Exercise requirements
Please retype, unchanged, each line from the top of the material below through the line where "[ ] a keypoint on each instance of the red fire" appears.

>>

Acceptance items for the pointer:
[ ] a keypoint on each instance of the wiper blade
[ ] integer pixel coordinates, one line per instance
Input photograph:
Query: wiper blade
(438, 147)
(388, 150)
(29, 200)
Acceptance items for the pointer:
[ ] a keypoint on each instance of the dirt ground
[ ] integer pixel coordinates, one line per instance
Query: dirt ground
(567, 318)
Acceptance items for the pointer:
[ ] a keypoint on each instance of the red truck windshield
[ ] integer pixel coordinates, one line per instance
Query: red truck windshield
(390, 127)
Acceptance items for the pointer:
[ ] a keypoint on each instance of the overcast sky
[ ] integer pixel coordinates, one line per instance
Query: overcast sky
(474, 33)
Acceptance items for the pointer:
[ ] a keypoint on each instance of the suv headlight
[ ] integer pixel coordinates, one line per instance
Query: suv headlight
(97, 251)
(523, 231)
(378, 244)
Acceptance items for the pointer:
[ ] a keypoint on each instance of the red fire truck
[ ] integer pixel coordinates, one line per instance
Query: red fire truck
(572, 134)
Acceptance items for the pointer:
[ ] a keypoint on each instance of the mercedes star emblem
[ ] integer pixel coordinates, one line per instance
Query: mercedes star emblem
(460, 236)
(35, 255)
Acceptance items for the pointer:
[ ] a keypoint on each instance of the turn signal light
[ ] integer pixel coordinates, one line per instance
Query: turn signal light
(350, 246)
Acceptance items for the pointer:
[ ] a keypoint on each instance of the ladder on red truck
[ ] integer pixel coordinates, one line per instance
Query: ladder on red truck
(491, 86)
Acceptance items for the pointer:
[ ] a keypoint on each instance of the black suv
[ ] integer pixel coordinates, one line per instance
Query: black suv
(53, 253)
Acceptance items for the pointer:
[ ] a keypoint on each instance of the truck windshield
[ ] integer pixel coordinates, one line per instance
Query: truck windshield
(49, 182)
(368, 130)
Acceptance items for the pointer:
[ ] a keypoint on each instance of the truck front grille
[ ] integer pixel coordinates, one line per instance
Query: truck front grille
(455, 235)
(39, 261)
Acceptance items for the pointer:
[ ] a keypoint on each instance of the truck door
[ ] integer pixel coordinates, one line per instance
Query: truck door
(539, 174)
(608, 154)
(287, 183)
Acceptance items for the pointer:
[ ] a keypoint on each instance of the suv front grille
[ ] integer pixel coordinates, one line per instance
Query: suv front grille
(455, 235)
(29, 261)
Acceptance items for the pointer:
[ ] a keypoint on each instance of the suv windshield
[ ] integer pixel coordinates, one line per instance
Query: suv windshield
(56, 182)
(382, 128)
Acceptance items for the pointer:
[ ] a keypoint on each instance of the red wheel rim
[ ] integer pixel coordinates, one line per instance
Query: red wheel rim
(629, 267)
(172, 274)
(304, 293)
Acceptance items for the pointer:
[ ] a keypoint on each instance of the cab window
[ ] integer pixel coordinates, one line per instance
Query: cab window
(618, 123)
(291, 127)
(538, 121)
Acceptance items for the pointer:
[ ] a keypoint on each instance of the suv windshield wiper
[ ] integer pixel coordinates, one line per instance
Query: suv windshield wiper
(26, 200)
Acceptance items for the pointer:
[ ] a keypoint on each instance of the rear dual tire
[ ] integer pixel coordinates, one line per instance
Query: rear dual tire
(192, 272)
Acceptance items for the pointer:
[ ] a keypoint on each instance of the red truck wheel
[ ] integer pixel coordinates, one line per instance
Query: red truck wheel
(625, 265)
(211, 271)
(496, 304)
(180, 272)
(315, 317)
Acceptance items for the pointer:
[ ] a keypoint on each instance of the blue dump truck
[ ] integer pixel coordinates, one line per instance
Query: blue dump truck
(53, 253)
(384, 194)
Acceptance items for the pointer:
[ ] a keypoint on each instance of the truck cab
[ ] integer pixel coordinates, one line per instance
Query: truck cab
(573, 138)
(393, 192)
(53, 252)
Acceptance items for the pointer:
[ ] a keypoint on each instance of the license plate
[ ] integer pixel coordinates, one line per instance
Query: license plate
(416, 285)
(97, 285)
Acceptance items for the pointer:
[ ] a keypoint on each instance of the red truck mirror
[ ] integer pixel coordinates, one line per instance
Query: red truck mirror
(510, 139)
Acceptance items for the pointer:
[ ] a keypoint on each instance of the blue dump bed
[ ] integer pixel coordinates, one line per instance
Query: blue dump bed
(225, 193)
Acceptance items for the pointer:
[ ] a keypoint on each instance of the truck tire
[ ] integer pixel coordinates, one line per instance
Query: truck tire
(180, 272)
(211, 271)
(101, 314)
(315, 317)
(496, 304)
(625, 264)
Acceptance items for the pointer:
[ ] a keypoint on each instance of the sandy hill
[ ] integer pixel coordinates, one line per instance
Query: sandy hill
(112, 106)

<<

Answer to this problem
Acceptance items for the pointer:
[ ] a keypoint on each instance of the wiper blade
[ ] integer pixel coordinates, one line per instance
Input photograph:
Query: wiper blade
(438, 147)
(388, 150)
(29, 200)
Acceptance items for the pointer:
[ ] a keypoint on each instance of the dirt ground
[ ] integer pixel coordinates, one line per instance
Query: dirt ground
(567, 318)
Acceptance items for the pointer:
[ ] a keypoint on each instance of the red truck windshield
[ ] integer pixel coordinates, one line per instance
Query: red truck windshield
(390, 127)
Acceptance items for the pointer:
[ ] a keypoint on each instance of the overcast sky
[ ] integer pixel coordinates, one line per instance
Query: overcast sky
(474, 33)
Acceptance items for the pointer:
[ ] a keypoint on each instance of the suv headlight
[ ] integer pixel coordinates, one line per instance
Query: suv headlight
(97, 251)
(523, 231)
(378, 244)
Acceptance items for the pointer:
[ ] a keypoint on each instance of the red fire truck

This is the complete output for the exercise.